#### [TASK GOAL]
The following data has a line with "[pin] down tube" and a line with "# point at: wispy". Write out exactly those lines and all the lines between them.

[Start of section]

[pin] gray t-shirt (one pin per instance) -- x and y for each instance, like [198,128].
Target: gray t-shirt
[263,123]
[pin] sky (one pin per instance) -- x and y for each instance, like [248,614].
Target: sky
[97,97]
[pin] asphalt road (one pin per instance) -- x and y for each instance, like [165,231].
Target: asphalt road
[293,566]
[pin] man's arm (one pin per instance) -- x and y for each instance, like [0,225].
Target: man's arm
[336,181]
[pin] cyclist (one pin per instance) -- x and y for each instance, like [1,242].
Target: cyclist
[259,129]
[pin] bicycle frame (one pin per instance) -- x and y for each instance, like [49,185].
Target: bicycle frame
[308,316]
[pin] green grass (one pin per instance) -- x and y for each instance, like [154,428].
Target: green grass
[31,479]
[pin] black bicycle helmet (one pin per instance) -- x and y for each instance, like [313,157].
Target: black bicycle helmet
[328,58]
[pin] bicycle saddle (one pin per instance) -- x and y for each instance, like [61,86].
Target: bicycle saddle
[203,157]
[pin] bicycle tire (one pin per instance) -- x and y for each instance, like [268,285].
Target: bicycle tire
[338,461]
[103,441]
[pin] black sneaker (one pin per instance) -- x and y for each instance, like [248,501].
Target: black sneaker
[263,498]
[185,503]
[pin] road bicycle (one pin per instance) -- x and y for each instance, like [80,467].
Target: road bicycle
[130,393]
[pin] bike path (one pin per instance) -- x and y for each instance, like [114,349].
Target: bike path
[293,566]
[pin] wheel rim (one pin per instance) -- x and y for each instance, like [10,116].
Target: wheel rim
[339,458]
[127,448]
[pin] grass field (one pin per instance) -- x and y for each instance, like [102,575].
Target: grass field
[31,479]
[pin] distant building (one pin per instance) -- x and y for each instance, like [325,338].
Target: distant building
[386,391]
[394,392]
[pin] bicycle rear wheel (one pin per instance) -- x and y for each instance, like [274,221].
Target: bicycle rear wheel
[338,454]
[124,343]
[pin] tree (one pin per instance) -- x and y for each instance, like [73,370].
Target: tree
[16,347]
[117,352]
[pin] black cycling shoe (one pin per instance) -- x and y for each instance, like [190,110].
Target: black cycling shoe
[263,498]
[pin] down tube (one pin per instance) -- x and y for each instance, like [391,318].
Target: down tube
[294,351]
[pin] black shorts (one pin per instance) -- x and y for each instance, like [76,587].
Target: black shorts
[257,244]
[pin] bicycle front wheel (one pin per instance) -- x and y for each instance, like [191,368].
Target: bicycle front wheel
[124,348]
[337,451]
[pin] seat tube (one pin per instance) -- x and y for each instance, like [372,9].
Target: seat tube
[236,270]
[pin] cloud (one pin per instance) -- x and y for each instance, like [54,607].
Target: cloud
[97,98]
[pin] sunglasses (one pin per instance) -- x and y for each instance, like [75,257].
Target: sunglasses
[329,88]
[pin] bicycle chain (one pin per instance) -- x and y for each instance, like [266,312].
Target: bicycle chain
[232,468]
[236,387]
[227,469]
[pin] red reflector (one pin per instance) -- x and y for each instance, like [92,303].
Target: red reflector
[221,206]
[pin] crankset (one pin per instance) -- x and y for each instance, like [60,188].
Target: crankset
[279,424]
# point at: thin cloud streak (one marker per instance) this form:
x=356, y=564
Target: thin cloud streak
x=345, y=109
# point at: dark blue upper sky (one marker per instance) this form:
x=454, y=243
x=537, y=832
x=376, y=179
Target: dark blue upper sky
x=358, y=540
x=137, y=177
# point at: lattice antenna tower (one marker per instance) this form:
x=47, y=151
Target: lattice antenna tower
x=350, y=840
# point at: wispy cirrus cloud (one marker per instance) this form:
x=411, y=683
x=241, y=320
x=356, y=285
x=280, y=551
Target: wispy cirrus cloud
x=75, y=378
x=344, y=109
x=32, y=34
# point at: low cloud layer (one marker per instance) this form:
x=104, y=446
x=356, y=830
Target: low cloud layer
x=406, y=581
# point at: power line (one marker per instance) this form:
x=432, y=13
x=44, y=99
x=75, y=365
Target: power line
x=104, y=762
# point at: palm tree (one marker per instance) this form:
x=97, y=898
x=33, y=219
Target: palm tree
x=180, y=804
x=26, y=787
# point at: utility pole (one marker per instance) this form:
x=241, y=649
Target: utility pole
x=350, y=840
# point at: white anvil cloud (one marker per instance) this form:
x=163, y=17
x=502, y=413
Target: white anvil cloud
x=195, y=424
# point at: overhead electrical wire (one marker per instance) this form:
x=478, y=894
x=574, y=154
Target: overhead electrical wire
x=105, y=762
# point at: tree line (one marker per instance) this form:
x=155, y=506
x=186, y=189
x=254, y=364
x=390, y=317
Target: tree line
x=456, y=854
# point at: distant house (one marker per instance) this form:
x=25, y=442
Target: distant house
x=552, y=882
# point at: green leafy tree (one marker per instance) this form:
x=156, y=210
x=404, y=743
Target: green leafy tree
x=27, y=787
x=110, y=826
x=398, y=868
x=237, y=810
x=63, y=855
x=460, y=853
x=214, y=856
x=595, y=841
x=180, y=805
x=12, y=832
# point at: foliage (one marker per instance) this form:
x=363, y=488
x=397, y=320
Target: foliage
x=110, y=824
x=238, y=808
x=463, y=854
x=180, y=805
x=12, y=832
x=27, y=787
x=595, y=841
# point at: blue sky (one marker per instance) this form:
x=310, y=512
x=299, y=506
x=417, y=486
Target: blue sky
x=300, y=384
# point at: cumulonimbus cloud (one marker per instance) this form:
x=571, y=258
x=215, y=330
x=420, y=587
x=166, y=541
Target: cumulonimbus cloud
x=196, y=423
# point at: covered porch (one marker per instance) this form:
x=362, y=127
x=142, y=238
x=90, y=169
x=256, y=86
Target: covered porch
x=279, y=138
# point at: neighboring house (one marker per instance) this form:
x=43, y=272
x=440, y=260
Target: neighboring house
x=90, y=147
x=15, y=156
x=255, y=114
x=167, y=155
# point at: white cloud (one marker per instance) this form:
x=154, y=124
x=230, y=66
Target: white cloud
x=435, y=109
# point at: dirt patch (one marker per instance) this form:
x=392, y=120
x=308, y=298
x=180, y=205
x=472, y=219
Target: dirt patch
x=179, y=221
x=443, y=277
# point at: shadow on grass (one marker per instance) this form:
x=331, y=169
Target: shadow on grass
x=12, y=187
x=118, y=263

[End of section]

#### [ANSWER TO THIS PROBLEM]
[pin] down tube (one pin per instance) -- x and y for each instance, like [391,318].
Target: down tube
[294,351]
[pin] black shorts (one pin per instance) -- x and y for each instance, like [76,587].
Target: black shorts
[257,244]
[pin] bicycle front wheel (one pin per instance) -- x and y for each instance, like [191,368].
Target: bicycle front wheel
[124,348]
[337,451]
[pin] seat tube (one pin per instance) -- x and y for each instance, like [372,9].
Target: seat tube
[236,270]
[pin] cloud (one pin per instance) -- x and y for each instance, like [54,607].
Target: cloud
[97,98]
[pin] sunglasses (one pin per instance) -- x and y for each instance, like [75,257].
Target: sunglasses
[329,88]
[pin] bicycle chain (one pin per instance) -- x and y for each instance, like [266,312].
Target: bicycle chain
[232,468]
[236,387]
[227,469]
[pin] red reflector (one pin per instance) -- x and y for each instance, like [92,303].
Target: red reflector
[221,206]
[pin] crankset (one pin per instance) -- x and y for each instance, like [60,188].
Target: crankset
[279,424]
# point at: thin cloud streak (one marker per instance) this form:
x=356, y=564
Target: thin cloud streak
x=345, y=109
# point at: dark blue upper sky (one marker per instance) this form:
x=454, y=243
x=537, y=832
x=376, y=179
Target: dark blue upper sky
x=358, y=540
x=137, y=177
# point at: lattice antenna tower (one marker per instance) this form:
x=47, y=151
Target: lattice antenna tower
x=350, y=840
# point at: wispy cirrus cloud (one marker per instance) this form:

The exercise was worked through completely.